:: WHAT IS BEING ASKED ::
From the line containing "bromeliad plant, dropping a point on every instance." through the last line of the data, return those lines exactly as written and nothing more.

(Stored data entries)
○ ○ ○

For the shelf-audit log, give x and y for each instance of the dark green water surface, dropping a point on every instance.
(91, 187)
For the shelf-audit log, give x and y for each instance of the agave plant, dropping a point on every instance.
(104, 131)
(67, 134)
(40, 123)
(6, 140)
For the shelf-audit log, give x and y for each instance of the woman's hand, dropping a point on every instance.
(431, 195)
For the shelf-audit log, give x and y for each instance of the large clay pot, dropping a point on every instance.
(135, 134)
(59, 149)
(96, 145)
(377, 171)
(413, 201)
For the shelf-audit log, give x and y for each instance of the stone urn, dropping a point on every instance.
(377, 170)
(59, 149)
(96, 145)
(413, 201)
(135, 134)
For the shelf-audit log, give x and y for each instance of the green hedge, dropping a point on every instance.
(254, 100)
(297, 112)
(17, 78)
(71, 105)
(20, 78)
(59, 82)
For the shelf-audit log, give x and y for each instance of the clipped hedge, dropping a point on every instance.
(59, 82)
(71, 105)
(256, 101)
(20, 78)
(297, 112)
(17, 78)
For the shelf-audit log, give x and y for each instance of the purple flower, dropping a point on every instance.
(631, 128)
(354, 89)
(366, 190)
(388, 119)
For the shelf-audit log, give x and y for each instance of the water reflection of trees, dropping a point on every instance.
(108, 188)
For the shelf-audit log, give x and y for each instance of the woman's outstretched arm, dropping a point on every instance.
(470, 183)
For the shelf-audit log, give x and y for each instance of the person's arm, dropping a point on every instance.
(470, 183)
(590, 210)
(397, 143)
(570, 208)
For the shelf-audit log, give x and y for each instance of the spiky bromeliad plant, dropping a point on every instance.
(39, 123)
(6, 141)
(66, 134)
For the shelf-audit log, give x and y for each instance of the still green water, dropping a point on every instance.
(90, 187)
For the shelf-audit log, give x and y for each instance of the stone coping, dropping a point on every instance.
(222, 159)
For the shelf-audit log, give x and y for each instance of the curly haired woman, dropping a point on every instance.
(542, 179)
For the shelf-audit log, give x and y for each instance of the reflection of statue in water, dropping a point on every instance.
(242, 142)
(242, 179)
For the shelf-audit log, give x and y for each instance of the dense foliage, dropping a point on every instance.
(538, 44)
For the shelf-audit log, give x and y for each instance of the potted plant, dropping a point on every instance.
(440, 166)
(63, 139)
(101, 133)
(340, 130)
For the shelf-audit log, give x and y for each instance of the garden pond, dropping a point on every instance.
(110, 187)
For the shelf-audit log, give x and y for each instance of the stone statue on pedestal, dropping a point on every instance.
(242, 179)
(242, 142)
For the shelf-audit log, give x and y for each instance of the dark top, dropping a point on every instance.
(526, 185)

○ ○ ○

:: ANSWER BOX ::
For the shelf-audit log, give x and y for each instance of the spiky bromeliad plant, dropping a point on every instance.
(39, 123)
(6, 141)
(66, 134)
For the shelf-audit log, give x and y for each instance of the still green water, dropping a point on every instance.
(90, 187)
For the shelf-audit log, give x and y for each instance of the stone coping, dropping a point on every instance.
(222, 159)
For the shelf-audit log, give x and y for each instance of the curly haired woman, dropping a point on every instance.
(542, 179)
For the shelf-audit log, give x and y for each instance of the reflection of statue in water, dropping a point on every instance.
(242, 142)
(242, 179)
For the shelf-audit log, give x and y for each instance of the dense foliage, dropping a point on every instance.
(538, 44)
For the shelf-audit log, give x and y for each instance of the potted plant, dropping a point on every instance.
(440, 166)
(63, 139)
(101, 133)
(340, 130)
For the shelf-audit log, give x and y for each instance of the garden pond, dropping a point on every instance.
(110, 187)
For the shelf-audit log, give x and y for each instance of the stone statue on pedestal, dropping a point on every instance.
(242, 179)
(242, 142)
For the shelf-audit log, give x and y for each instance of the dark top, dropping a point on every instance.
(526, 185)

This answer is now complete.